• Task prompt: Transcribe every line of the records below word for word, leaving out the pictures.
Start Dataset
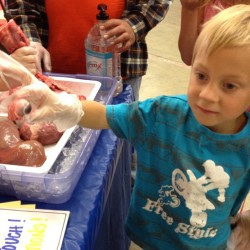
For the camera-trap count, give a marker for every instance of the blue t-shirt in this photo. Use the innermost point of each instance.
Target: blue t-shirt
(189, 179)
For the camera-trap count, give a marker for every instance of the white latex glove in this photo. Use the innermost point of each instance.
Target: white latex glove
(12, 73)
(42, 57)
(27, 57)
(64, 110)
(240, 236)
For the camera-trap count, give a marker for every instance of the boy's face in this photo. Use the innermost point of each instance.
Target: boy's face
(219, 89)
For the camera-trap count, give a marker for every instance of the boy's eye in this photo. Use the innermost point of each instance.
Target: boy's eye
(229, 85)
(201, 76)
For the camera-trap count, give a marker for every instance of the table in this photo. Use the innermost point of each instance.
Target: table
(99, 203)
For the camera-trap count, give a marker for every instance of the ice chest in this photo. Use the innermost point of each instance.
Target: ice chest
(56, 184)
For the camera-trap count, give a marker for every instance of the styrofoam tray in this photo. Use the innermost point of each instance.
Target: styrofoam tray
(89, 89)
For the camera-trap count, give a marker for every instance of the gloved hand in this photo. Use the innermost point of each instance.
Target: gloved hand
(32, 57)
(42, 57)
(240, 236)
(27, 57)
(12, 73)
(64, 110)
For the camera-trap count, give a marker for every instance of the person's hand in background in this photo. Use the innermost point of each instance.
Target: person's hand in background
(122, 31)
(13, 73)
(34, 57)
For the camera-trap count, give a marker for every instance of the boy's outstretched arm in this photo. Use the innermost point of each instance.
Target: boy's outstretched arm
(94, 115)
(37, 103)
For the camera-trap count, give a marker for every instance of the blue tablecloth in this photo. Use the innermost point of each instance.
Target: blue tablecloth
(100, 201)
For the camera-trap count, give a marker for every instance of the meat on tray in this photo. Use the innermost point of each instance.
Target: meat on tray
(44, 132)
(15, 151)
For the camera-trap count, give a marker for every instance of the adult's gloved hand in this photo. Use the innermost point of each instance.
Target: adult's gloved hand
(12, 73)
(43, 60)
(27, 57)
(240, 236)
(64, 110)
(33, 57)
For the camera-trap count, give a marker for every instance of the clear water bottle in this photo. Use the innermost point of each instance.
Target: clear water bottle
(101, 58)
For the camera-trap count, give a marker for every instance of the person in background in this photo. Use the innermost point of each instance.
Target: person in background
(194, 14)
(193, 150)
(57, 29)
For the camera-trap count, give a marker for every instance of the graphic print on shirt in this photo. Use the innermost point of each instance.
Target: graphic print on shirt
(194, 191)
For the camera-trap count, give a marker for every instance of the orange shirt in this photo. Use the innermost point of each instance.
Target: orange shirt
(69, 23)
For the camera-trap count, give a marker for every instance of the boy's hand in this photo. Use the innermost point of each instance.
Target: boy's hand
(122, 31)
(32, 57)
(64, 110)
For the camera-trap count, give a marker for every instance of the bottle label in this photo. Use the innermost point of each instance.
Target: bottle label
(99, 64)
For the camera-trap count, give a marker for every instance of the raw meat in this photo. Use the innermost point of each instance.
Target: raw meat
(17, 152)
(9, 134)
(45, 133)
(24, 153)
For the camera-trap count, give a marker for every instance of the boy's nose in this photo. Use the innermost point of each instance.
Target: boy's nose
(210, 92)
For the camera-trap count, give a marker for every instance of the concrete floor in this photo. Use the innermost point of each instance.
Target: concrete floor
(166, 74)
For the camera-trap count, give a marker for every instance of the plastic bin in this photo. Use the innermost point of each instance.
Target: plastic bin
(57, 185)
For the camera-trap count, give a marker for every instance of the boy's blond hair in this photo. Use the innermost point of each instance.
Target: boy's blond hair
(228, 29)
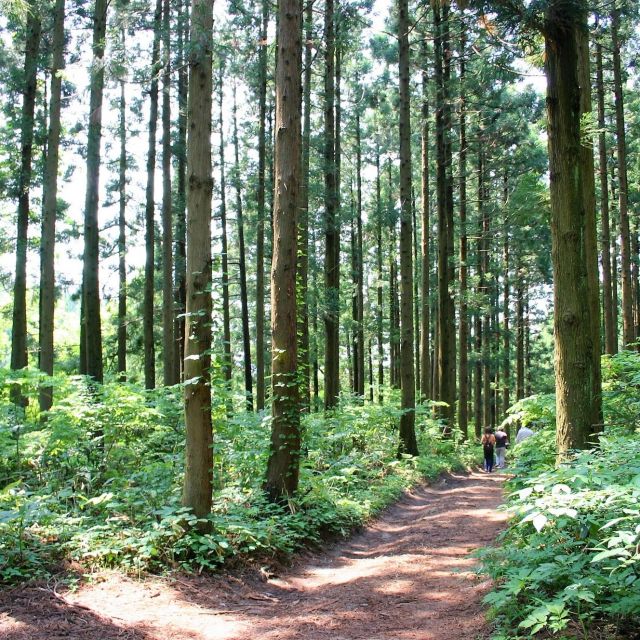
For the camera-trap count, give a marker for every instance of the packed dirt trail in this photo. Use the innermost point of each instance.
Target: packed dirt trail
(409, 575)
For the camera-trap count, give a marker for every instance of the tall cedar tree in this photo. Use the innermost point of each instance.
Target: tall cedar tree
(408, 442)
(283, 465)
(332, 222)
(49, 207)
(91, 328)
(149, 211)
(197, 391)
End Dataset
• Response:
For the camera-trap count, give a marker for every instance of the blue t-shirt in this photo. Use the innermost point of each instance.
Target: blue t-shirt
(189, 179)
For the camera-trap count, give a marker for every instance of the white latex glove in this photo. Use the innermost point of each instance.
Target: white latex glove
(12, 73)
(42, 57)
(27, 57)
(64, 110)
(240, 236)
For the camera-trap count, give a marker for every instance of the boy's face in this photo. Use the innermost point of each instance.
Target: boy's face
(219, 89)
For the camera-trap count, give a marker for every instance of the boy's eye in this photo. Use the innermost point of each instance.
Target: boy's eye
(229, 85)
(201, 76)
For the camera-trap count, give a marker for every instance of the table in this photo. Use the innermost point of each instance.
Target: table
(99, 203)
For the camera-trap count, give a marker for every instance of the ice chest in this photo. Use the innermost point of each instance.
Target: ice chest
(56, 184)
For the camera-trap count, give a marker for every instance of the styrofoam tray in this photo. Use the innermost point of each instance.
Target: styrofoam tray
(89, 89)
For the camera-trap count, give a marker for every instance of the gloved hand in this photo. Use the innermost point of each instance.
Target: gloved hand
(32, 57)
(42, 57)
(240, 236)
(27, 57)
(12, 73)
(64, 110)
For the camera-trap count, give a marker for every instance of the person's hand in background in this photo. Use the innermost point of each instance.
Target: person's hand in background
(122, 31)
(13, 73)
(34, 57)
For the camera-trap count, give a marker for every instance of the boy's outstretched arm in this photo. Use the innermost point of each instance.
Target: boy's outstretched arm
(94, 115)
(37, 103)
For the camera-trap count, give a marker for every instance of the blue tablecloth in this photo. Use the innermost point of each instance.
Target: blue tablecloth
(100, 201)
For the camera-trap count, give a marker for every instance of the meat on tray in this photo. Use the innermost point of each instance.
Target: meat on tray
(44, 132)
(15, 151)
For the camera-trap count, give a marker for every instance of the adult's gloved hand in this photo. Use the innermost point of each instance.
Target: adult's gloved hand
(12, 73)
(43, 60)
(27, 57)
(240, 236)
(64, 110)
(33, 57)
For the camera-trap count, give a marker for every instance of the clear water bottle in this photo. Use the innermost point of each instance.
Target: clear water bottle
(101, 58)
For the camera-trap count, give a marker for every instance of the person in background in this photo. Use the innermost point of each instance.
Target: person in background
(194, 14)
(193, 150)
(57, 29)
For the camera-trap count, give a marker for every instance of the graphic print on shirt in this photo. Use the innermost point of each instance.
Target: graphic print on shirt
(194, 191)
For the camera-trap count, give a marker for every instance of the orange shirt in this photo. Use the innermost point of each instance.
Target: orange shirt
(69, 23)
For the camera-trap count, give a marker for every instance of the boy's hand in this photo. Use the innermost point of each instance.
Target: boy's hand
(122, 31)
(32, 57)
(64, 110)
For the camera-trap count, give a marker for every instance of the bottle label in this photo. Use the innermost point of each instance.
Target: bottle label
(99, 64)
For the camera-trap count, give a marker for every instance of the raw meat in this photo. Use the innermost point of each instance.
Target: raw meat
(17, 152)
(9, 134)
(45, 133)
(24, 153)
For the camera-trap count, give a marker for every instance of the boy's nose in this photo. Use the innermost point of each instance.
Target: boy's nose
(210, 92)
For the camera-trap count, give a marker for every instance of the concrete floor in this photo. Use the innermost point of each instance.
Target: concrete floor
(166, 74)
For the camera-trap count, give a marker for every instance of the plastic bin in this photo. Use the innermost point of each instance.
Target: plastic bin
(57, 185)
For the camera-trap count, give a marker for every instance of the boy's blond hair in this photo. Use the innermost point of each instance.
Target: boy's blond hair
(228, 29)
For the camera-trap count, give a marker for every instance of the packed dirt trail in this photo. Use the innermost point of each instance.
Target: packed dirt trail
(409, 575)
For the camera-trap count, give a marker for every instance of the tall cedar tree in this photo. Use the innermost point of each instance.
Target: tall cedar tree
(408, 442)
(283, 465)
(332, 222)
(49, 207)
(91, 328)
(149, 211)
(197, 391)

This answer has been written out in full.